▶ [SELECTED TEXT]:
* * * *

We can also compute a weighted average where top levels are weighted more if they are more important for the business.

---

## 57.9 Scalability

When the number of series is large (e.g., thousands of stocks), computing the full covariance matrix `W` for MinT becomes infeasible. Approximations are used:

- **W = I** (ordinary least squares) – simple but may not be optimal.
- **Diagonal W** using only variances of each series (ignoring correlations).
- **Structural scaling** – assume errors are proportional to the level of aggregation.
- **Sparse covariance** estimation.

The `sktime` implementation allows specifying `agg_algorithm='mint_shrink'` to use a shrinkage estimator for the covariance.

For very large hierarchies, bottom‑up may be the only practical option, especially if the bottom series are forecasted with a single model that scales well (e.g., a global model like a neural network).

* * * *

▶ [RECORDED INFORMATION]:
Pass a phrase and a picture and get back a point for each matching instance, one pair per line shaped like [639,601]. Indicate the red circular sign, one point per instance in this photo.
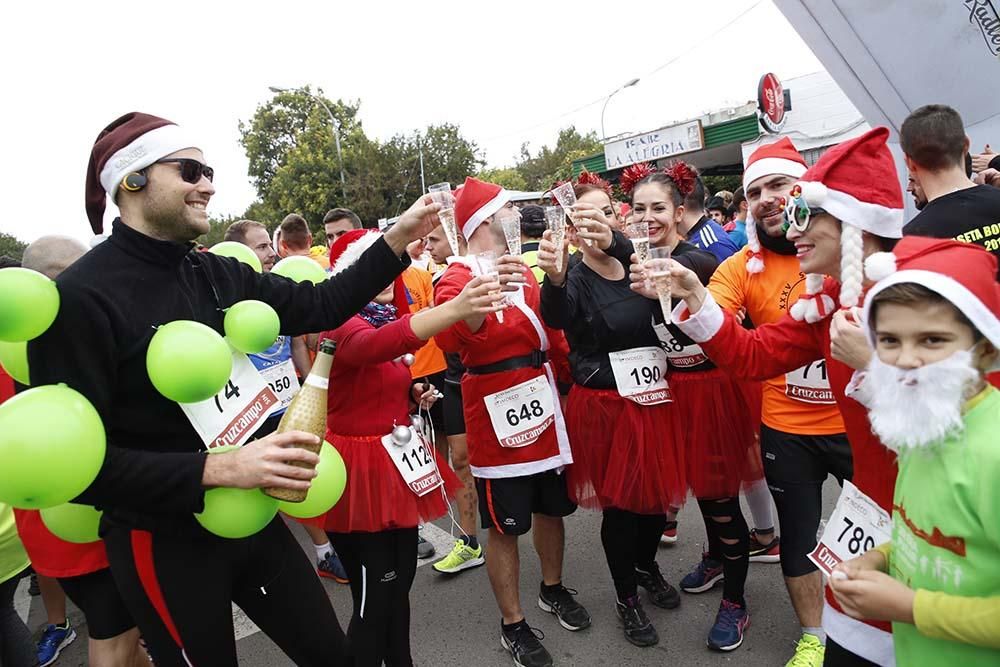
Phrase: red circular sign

* * * *

▶ [PROBLEM SET]:
A. Check each statement against the text on scaling hierarchical forecasts and answer yes or no, quoting the words from it that decide: (i) Setting W to the identity matrix is the ordinary least squares approach. (ii) Using a diagonal W keeps the correlations between series. (iii) In sktime, setting agg_algorithm='mint_shrink' uses a shrinkage estimator for the covariance.
B. Extend the text on scaling hierarchical forecasts by writing what comes after its final sentence.

▶ [RESPONSES TO THE EXERCISE]:
A. (i) Yes: "W = I** (ordinary least squares)". (ii) No: "using only variances of each series (ignoring correlations)". (iii) Yes: "to use a shrinkage estimator for the covariance".

B.
---

## 57.10 Implementation for NEPSE

Let's design a hierarchical forecasting system for NEPSE:

- **Bottom level**: Individual stocks (e.g., 200+ stocks)
- **Middle level**: Sector indices (Banking, Hydropower, Insurance, Manufacturing, Trading, Others)
- **Top level**: NEPSE total index

We have historical daily closing prices for each stock. We'll compute returns and work with them.

**Steps:**

1. **Aggregate data** to get sector and total indices. For total index, we may have an official index, or we can compute a market‑cap weighted index. For simplicity, we'll use equal‑weighted or value‑weighted sums.
2. **Create summing matrix** `S` that maps stocks to sectors and to total.
3. **Generate base forecasts** for every series (each stock, each sector, total) using a univariate model (e.g., ARIMA, ETS, or a global LSTM).
4. **Reconcile** using MinT (or another method) to get coherent forecasts.
5. **Evaluate** at all levels.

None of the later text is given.